How to complete this task
In the passage about a world where everyone walks with eyes closed, what do the adults assume about the other party when they bump into each other?

[[ Selected passage open ]]

Imagine a world where everyone walks around with their eyes closed. Infants use their eyes, and as they grow older, they begin to ask questions about what they see; unfortunately, as the adults all have their eyes closed, they are unable to answer their children’s inquiries. Some simply respond with things like “I don’t understand your question,” others make up answers based on what they do know, and some accuse the children of hallucinating or making things up (with varying degrees of amusement, condescension, and reprimand).
The children eventually follow the lead of all the adults they know, out of admiration, desire for approval, or fear of punishment. They do this for long enough that they forget that they ever could see, that they had eyes that could open. They interact with the world mainly based on how they imagine it to be, rather than how it actually is.
The adults in this world tend to bump into each other, sometimes hurting each other. When this occurs, they often get angry with each other, assuming the other party was malicious in their action. They never consider their own culpability.

[[ Selected passage closed ]]
[[ Exercise data open ]]

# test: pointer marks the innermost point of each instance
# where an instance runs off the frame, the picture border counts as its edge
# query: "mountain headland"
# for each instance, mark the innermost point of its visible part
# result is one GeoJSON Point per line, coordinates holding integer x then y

[[ Exercise data closed ]]

Exercise result
They assume the other party was malicious in their action.